Provided records:

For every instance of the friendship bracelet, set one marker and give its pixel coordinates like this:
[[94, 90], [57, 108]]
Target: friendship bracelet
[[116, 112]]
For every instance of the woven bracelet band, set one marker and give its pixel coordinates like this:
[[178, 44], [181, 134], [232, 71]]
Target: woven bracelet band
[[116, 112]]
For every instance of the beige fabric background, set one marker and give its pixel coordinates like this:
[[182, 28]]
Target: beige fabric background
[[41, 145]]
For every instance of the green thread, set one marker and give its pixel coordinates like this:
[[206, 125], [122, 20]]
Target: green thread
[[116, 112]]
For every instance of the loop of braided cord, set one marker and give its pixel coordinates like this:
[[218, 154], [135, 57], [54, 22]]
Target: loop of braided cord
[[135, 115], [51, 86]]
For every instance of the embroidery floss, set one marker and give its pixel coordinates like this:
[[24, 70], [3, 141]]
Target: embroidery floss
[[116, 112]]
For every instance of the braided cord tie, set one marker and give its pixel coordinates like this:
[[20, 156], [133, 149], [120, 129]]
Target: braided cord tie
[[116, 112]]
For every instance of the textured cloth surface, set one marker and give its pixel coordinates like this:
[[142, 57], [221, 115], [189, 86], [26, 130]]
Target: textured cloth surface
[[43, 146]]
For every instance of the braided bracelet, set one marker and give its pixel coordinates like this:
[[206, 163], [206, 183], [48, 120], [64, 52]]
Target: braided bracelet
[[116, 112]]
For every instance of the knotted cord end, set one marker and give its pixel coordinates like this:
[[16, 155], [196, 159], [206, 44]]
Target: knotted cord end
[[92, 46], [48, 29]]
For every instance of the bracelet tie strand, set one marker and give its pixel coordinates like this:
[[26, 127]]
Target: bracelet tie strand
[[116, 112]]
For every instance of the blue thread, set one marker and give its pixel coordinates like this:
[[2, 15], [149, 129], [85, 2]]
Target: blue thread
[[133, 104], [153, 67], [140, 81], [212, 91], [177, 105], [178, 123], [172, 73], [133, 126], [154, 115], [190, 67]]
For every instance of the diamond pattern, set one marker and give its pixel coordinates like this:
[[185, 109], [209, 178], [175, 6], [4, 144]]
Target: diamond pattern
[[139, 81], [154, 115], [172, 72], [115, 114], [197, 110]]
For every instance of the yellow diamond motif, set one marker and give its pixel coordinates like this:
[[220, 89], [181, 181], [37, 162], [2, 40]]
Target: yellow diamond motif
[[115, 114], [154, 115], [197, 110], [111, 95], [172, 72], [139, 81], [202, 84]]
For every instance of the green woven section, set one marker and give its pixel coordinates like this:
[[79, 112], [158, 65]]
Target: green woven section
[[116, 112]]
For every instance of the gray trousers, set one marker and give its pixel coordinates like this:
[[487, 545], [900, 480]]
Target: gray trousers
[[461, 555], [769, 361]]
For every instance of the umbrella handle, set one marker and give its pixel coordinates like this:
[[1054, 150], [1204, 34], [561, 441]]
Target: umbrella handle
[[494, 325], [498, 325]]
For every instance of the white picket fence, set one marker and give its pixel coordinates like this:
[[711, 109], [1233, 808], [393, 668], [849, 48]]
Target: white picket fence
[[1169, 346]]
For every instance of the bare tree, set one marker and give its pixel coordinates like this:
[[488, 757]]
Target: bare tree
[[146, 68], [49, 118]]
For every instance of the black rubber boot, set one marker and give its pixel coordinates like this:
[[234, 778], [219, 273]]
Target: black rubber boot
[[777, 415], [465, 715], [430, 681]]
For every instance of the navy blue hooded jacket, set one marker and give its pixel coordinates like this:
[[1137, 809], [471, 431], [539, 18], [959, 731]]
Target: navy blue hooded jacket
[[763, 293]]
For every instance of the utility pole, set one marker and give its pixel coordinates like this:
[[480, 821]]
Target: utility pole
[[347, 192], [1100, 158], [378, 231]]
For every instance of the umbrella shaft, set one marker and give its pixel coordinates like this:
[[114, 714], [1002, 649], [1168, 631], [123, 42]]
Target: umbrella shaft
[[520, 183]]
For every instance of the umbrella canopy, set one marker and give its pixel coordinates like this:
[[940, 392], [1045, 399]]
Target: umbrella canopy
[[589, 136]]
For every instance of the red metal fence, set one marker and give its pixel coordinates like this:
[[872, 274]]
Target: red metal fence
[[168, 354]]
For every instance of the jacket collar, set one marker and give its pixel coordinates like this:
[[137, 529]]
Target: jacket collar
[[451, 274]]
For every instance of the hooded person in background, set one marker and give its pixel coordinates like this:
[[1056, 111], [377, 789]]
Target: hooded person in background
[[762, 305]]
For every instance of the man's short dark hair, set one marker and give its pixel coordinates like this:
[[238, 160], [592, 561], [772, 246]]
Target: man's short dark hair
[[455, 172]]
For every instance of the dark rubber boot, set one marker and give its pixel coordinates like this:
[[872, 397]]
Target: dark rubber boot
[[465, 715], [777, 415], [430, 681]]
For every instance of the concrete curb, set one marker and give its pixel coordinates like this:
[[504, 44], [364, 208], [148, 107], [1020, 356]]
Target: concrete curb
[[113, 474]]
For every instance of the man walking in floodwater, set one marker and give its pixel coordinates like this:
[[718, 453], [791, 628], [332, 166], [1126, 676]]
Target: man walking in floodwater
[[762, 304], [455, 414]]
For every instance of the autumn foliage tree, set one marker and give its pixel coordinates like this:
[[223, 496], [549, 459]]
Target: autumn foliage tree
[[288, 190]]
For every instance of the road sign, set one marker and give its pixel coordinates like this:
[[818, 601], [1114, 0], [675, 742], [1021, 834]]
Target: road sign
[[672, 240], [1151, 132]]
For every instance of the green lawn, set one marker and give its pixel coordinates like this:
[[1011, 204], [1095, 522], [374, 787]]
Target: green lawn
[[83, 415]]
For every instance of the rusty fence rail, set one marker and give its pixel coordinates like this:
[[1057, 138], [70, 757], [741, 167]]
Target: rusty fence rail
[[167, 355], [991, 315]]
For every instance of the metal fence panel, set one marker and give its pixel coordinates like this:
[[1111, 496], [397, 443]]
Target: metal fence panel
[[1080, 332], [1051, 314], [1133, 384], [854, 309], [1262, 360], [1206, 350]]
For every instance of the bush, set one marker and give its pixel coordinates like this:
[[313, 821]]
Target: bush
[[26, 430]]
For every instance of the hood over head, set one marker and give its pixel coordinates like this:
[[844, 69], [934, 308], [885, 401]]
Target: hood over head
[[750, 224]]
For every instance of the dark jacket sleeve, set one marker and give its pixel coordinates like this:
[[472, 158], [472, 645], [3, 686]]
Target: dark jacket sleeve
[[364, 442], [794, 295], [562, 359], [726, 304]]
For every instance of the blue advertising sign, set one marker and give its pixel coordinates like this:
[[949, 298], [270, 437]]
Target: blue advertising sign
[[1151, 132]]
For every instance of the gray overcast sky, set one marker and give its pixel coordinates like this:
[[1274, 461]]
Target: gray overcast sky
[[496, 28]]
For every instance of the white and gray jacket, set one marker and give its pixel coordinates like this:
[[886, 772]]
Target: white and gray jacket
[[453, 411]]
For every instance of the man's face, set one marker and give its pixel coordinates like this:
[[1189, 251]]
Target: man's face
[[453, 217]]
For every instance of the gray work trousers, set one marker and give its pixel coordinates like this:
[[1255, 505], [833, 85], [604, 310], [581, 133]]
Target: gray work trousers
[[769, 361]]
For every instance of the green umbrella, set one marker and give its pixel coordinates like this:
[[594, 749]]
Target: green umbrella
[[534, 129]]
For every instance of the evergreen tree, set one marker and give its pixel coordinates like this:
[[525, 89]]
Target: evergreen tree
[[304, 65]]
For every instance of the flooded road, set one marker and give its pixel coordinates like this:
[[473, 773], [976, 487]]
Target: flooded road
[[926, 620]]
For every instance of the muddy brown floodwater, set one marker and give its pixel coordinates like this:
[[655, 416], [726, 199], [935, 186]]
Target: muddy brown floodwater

The problem: Copy every line of the records above that contains "muddy".

Task answer:
For every instance of the muddy brown floodwater, set one marker and give its pixel coordinates like this:
Target: muddy brown floodwater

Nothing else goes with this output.